LOVE | SEX | DREAMS (Dag Johan Haugerud, Norway)
April-July-September. Strand Releasing. 119-118-110 minutes

When I first heard about Haugerud's "Oslo Trilogy" I thought the tag bordered on blasphemy. The Oslo Trilogy is Joachim Trier's thing (Reprise, Oslo August 31, Worst Person in the World)!!! But 2025 was a year of abundance (in cinema at least) and we are now blessed with another rising Norwegian auteur with big ideas. The comparisons thankfully end there as Haugerud is a totally different filmmaker in temperament, thematic approach, and visual style. I quickly forgot my reservations as I became emotionally invested in several citizens of Oslo like a single urologist who begins to rethink her romantic wariness after befriending a gay co-worker  (Love), two heterosexual married chimney sweeps puzzled by their recent feelings  (Sex) and three generations of female writers (Dreams) grappling with the extent of the youngest's relationship with her teacher. These characters and their various social circles share secrets, contemplate life, confide in and question one another's beliefs, and reel from their experiences, preconceptions, and reactions to  love, sex, and dreams. You can (almost) interchange the titles hence their subheader titles each of them listing the other two i.e. Dreams (Love, Sex). While Love is the most emotionally satisfying, Sex the most intellectually fascinating, and Dreams the most provocative, together they amount to a major humanist triumph. To quote a famous song: What the world needs know is love.... (and sex and dreams). This trilogy took up more mental space for this cinephile than any single film in 2025, the films gaining strength from their close proximity (though they don't share characters) as reflections, echoes, departures, and variations on a theme. 

A NICE INDIAN BOY © Blue Harbor

A NICE INDIAN BOY (Roshan Sethi, US)

• Excerpts of bounding box data:
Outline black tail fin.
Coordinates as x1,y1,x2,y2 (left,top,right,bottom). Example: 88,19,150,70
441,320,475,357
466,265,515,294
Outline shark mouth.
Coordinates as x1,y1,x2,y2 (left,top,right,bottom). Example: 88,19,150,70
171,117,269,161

...

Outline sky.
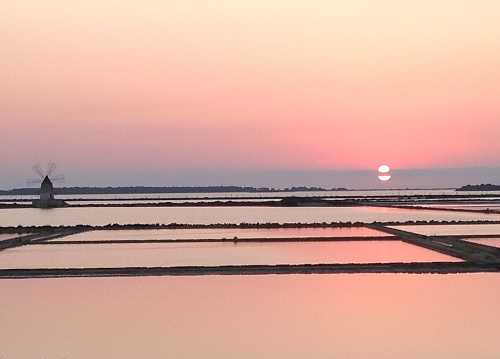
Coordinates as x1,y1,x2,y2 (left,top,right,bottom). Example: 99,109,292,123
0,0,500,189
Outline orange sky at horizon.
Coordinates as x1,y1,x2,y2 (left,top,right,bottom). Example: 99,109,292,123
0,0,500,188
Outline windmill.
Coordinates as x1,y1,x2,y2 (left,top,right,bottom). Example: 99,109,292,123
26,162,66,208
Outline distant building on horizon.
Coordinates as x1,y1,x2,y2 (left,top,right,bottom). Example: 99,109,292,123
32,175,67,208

...

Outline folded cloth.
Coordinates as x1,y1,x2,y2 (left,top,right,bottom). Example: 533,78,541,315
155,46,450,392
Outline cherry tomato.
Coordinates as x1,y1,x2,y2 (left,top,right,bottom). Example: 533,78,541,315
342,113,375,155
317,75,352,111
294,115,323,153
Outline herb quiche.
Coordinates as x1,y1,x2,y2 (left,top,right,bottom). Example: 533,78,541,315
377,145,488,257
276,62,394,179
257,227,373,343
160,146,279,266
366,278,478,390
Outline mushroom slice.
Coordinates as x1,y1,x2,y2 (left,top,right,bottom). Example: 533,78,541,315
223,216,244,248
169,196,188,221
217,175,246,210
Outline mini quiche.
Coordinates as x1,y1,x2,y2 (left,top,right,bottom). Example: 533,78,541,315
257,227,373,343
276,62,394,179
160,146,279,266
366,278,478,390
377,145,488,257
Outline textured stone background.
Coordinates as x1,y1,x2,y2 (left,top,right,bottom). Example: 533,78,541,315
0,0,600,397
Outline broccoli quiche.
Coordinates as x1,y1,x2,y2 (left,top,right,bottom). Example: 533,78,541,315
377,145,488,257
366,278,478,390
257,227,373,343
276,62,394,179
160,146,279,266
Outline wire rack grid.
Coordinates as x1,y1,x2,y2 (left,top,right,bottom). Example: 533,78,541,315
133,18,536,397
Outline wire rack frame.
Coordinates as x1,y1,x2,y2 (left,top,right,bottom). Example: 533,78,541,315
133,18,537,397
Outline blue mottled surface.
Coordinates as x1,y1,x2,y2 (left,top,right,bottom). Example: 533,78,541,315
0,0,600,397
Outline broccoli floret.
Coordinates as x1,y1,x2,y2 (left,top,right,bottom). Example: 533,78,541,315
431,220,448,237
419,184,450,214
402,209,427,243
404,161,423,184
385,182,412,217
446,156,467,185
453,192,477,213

• Jobs:
1 – Using the review of the Oslo Trilogy, decide whether each statement agrees with it, answering yes or no and quoting the words that settle it: (a) The three films share characters. (b) Sex centers on two married chimney sweeps. (c) The reviewer considers Dreams the most emotionally satisfying of the three.
2 – Summarize the review of the Oslo Trilogy in two sentences.
3 – According to the review of the Oslo Trilogy, what is the profession of the single woman in Love?

• Final results:
1 –
(a) No: "though they don't share characters."
(b) Yes: "two heterosexual married chimney sweeps puzzled by their recent feelings (Sex)."
(c) No: "While Love is the most emotionally satisfying."

2 – The reviewer first doubted the "Oslo Trilogy" label because of Joachim Trier's films, but found Haugerud to be a very different filmmaker and became invested in the Oslo characters of Love, Sex, and Dreams. The reviewer calls the three films together a major humanist triumph and says they took up more mental space than any single film in 2025.

3 – She is a urologist.